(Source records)
[Start of section]

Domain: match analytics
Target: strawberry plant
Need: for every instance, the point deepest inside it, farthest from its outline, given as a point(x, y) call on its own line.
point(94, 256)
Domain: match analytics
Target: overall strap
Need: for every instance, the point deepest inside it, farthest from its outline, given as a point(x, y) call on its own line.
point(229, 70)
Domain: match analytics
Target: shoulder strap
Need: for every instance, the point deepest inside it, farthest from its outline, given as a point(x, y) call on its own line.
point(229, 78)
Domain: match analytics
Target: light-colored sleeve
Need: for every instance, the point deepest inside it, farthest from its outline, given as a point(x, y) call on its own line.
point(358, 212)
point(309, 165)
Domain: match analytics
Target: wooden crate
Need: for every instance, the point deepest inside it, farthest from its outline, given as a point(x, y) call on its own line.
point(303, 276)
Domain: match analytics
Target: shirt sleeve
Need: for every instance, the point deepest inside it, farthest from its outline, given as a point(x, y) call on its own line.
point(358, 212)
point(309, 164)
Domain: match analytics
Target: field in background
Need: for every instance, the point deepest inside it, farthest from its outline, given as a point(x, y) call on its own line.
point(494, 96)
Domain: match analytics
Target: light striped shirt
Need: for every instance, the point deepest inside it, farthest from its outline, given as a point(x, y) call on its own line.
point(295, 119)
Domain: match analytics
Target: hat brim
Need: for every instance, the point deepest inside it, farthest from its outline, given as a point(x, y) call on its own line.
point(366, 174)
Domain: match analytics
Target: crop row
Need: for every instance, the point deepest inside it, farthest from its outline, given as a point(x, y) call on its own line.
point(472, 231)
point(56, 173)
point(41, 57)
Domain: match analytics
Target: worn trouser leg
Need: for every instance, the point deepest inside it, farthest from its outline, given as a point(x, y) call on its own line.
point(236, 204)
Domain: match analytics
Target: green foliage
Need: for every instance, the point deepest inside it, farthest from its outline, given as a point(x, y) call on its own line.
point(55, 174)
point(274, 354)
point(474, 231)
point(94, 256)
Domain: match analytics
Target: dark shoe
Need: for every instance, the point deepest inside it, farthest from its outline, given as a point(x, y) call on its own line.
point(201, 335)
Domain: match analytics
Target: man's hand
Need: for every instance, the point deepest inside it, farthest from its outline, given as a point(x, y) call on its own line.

[End of section]

* [Work instruction]:
All of the entries above need to be output again exactly.

* [Final answer]:
Domain: match analytics
Target: strawberry plant
Need: for every instance, the point deepest inside it, farthest from its outline, given as a point(x, y) call on its own line.
point(94, 256)
Domain: match analytics
Target: overall strap
Need: for every instance, the point deepest inside it, farthest from its outline, given as a point(x, y) call on its own line.
point(229, 70)
Domain: match analytics
Target: shoulder strap
Need: for every instance, the point deepest inside it, farthest from its outline, given as a point(x, y) call on its own line.
point(229, 78)
Domain: match analytics
Target: light-colored sleeve
Need: for every instance, the point deepest inside it, farthest from its outline, given as a point(x, y) call on its own line.
point(358, 212)
point(309, 165)
Domain: match analytics
Target: wooden crate
Need: for every instance, the point deepest inside it, farthest from its outline, given as a point(x, y) call on its own line.
point(303, 276)
Domain: match analytics
Target: shirt sleeve
Need: for every instance, the point deepest inside it, farthest from its outline, given as a point(x, y) call on its own line.
point(358, 212)
point(309, 164)
Domain: match analytics
Target: field in background
Need: for every instance, the point deepest inside it, farthest from its outline, given as a point(x, y) call on its own line.
point(494, 96)
Domain: match analytics
Target: light striped shirt
Need: for every instance, the point deepest inside it, farthest from its outline, given as a point(x, y) call on its own line.
point(295, 119)
Domain: match analytics
Target: hat brim
Need: for every instance, the point deepest inside it, farthest from its outline, given as a point(x, y) call on its own line.
point(366, 174)
Domain: match analytics
Target: crop row
Need: for every instance, the point deepest inside it, farthest from its outline, given as a point(x, y) call on its own line.
point(472, 231)
point(56, 173)
point(41, 57)
Domain: match analytics
Target: worn trouser leg
Need: for every instance, the point deepest inside it, farthest from its outline, given as a point(x, y) call on its own line.
point(236, 204)
Domain: match analytics
Target: green foliage
Need: for every instance, the point deepest inside it, farthest from its outline, given as a point(x, y) call on its own line.
point(55, 174)
point(274, 354)
point(474, 231)
point(94, 256)
Domain: match analytics
Target: dark shoe
Need: for every instance, the point deepest inside it, farthest from its outline, given as a point(x, y) call on its own line.
point(201, 335)
Domain: match analytics
Target: man's hand
Need: for every instance, the point deepest inside it, farthest from its outline, given as a point(x, y) call on its own line.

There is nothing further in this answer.